Texte fourni:
Référence : 2015 CF 859

[TRADUCTION FRANÇAISE CERTIFIÉE, NON RÉVISÉE]

Ottawa (Ontario), le 14 juillet 2015

En présence de madame la juge Gagné

ENTRE :

ANIZ ALANI

demandeur

et

LE PREMIER MINISTRE DU CANADA, LE GOUVERNEUR GÉNÉRAL DU CANADA ET LE CONSEIL PRIVÉ DE LA REINE POUR LE CANADA

défendeurs

ORDONNANCE ET MOTIFS

[1]               La présente requête s’inscrit dans le cadre d’une demande de contrôle judiciaire présentée par M. Aniz Alani devant la Cour, à l’encontre de la décision du premier ministre, communiquée publiquement le 4 décembre 2014, de ne pas recommander au gouverneur général de nommer au Sénat des personnes capables et ayant les qualifications voulues pour pourvoir les sièges vacants. Comme des élections générales doivent se tenir le 19 octobre 2015, M. Alani demande à la Cour d’abréger le délai fixé par l’ordonnance du juge responsable de la gestion de l’instance, Me Roger Lafrenière, datée du 9 juin 2015, relativement aux étapes restantes de la procédure, et de fixer immédiatement une date d’audience avant la tenue des élections.

[2]               M. Alani sollicite en outre une ordonnance autorisant les défendeurs à le contre‑interroger, ou contre‑interroger tout autre déposant, sur son affidavit avant que les défendeurs aient signifié leurs propres affidavits et, à titre de corollaire, de déposer leurs affidavits après l’avoir contre‑interrogé, ou avoir contre‑interrogé tout autre déposant, sur son affidavit ou sur celui de l’autre déposant.

Travail à faire:
1 > Repérez et recopiez chaque ligne de la liste qui contient le mot « plant ». Respectez la casse.
2 > Rédigez la suite de l'ordonnance ci-dessus dans l'affaire Alani, en reprenant après sa dernière phrase.

Liste fournie:

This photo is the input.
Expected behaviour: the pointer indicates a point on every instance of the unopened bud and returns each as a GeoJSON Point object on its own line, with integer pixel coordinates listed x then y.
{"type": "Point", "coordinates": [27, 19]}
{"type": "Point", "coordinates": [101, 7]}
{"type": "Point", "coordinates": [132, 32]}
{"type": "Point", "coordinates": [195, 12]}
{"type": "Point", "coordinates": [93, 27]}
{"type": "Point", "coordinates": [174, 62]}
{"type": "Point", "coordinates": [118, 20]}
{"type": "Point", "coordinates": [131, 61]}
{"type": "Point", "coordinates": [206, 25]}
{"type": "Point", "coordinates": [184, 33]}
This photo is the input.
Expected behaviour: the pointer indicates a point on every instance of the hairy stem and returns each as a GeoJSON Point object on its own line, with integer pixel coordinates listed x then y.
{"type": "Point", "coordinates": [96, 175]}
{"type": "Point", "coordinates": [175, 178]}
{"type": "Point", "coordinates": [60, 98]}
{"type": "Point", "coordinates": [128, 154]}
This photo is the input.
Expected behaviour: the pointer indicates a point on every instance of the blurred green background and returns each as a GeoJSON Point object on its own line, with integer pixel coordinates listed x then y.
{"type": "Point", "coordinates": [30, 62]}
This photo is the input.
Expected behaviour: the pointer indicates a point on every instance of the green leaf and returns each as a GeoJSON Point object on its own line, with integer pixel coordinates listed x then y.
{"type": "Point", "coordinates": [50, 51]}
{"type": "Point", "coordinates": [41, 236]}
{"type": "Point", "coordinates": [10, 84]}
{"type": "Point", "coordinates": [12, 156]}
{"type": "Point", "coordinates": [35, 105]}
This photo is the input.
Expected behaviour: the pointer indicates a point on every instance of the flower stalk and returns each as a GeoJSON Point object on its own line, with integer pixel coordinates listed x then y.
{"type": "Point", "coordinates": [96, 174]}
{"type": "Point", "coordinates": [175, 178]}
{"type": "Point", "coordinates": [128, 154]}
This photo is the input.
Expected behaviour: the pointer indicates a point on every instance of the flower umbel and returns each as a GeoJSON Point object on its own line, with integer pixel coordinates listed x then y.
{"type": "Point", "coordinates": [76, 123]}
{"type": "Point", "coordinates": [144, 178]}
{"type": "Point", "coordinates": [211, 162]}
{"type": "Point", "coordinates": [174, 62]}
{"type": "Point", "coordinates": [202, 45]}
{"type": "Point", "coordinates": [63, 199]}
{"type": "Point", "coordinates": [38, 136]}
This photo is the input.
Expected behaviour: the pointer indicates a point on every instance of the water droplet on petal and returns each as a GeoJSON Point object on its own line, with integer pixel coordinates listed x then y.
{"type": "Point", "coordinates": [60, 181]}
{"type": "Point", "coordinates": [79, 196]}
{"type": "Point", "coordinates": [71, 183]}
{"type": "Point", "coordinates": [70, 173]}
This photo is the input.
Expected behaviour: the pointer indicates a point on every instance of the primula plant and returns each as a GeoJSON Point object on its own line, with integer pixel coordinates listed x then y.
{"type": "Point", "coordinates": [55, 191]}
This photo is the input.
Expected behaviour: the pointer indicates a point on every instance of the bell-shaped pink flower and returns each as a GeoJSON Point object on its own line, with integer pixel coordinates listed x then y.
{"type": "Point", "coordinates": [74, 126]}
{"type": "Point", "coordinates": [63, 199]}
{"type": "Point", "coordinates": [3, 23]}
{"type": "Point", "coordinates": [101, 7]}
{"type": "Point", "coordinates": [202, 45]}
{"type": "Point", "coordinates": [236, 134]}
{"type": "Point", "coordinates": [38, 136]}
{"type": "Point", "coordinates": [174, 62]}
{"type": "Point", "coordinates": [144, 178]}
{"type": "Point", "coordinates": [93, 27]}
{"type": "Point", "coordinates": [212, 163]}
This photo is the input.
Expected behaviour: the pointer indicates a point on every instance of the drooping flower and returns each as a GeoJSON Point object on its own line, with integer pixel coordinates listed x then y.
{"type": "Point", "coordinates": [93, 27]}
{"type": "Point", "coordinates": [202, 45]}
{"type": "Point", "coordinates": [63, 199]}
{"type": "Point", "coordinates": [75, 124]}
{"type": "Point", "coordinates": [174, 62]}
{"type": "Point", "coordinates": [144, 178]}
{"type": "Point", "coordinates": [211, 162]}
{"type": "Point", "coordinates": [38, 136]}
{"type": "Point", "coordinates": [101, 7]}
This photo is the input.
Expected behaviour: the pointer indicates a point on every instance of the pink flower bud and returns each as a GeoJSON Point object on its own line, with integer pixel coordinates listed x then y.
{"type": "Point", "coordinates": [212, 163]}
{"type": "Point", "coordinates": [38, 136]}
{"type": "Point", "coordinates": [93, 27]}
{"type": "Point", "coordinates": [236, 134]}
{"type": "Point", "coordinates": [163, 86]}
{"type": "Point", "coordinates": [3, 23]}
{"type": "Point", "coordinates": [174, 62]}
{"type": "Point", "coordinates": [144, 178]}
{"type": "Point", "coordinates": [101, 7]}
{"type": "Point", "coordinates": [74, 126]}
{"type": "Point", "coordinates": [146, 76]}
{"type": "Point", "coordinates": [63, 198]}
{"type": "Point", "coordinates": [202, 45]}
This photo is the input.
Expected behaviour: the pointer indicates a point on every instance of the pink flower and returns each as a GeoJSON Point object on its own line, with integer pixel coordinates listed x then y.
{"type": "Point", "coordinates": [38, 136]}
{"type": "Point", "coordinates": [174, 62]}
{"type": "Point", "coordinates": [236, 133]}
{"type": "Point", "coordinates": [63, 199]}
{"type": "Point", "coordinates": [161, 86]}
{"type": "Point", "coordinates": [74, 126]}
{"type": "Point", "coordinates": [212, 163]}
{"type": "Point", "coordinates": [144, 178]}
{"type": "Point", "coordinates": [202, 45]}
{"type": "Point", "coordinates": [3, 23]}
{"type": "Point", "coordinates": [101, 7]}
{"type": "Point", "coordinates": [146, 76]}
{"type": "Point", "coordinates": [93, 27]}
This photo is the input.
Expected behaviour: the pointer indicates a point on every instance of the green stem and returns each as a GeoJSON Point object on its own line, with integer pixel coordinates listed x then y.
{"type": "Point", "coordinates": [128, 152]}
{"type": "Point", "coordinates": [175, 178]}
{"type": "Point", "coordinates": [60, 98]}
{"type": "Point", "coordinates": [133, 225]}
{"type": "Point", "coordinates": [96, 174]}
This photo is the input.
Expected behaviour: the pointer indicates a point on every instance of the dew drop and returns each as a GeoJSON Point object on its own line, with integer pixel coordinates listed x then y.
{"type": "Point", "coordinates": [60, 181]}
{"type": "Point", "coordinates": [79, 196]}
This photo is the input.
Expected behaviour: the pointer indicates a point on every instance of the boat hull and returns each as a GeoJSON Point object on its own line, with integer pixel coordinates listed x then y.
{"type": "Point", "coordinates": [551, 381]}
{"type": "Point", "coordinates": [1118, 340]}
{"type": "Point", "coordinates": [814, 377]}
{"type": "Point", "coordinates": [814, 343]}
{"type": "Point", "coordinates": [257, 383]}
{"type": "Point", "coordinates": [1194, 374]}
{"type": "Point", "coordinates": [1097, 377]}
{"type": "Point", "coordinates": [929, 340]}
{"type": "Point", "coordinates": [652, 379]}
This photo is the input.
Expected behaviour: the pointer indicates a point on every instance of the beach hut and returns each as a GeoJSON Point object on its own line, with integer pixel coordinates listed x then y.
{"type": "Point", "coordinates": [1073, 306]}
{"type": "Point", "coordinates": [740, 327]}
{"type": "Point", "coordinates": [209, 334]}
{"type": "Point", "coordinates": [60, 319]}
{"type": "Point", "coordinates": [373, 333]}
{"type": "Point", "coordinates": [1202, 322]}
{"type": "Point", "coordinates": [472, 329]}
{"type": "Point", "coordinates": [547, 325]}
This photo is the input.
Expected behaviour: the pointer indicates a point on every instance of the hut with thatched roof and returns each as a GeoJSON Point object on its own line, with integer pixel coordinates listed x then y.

Réponses:
1 >
Expected behaviour: the pointer indicates a point on every instance of the primula plant and returns each as a GeoJSON Point object on its own line, with integer pixel coordinates listed x then y.

2 >
[3]               La principale question est donc de savoir si la Cour doit déroger aux délais prescrits dans la partie 5 des Règles des Cours fédérales, DORS/98‑106 (les Règles), plus précisément aux articles 307, 308, 309, 310 et 314.

I.                   Le contexte

[4]               Après avoir entendu la déclaration faite publiquement par le premier ministre, selon laquelle il n’avait pas l’intention de pourvoir les 16 sièges vacants au Sénat, le demandeur a déposé un avis de demande de contrôle judiciaire sollicitant, notamment, un jugement déclaratoire selon lequel le Premier le ministre doit recommander au gouverneur général de nommer au Sénat une personne qualifiée, dans un délai raisonnable après qu’un siège est devenu vacant.

[5]               Un mois après le dépôt de sa demande de contrôle judiciaire, le demandeur a demandé à se prévaloir de la procédure de la Cour pour obtenir une date d'audience avant la mise en état de la demande. Il a écrit aux avocats des défendeurs et leur a proposé un échéancier qui aurait fait en sorte que le dossier aurait été mis en état en date du 27 avril 2015.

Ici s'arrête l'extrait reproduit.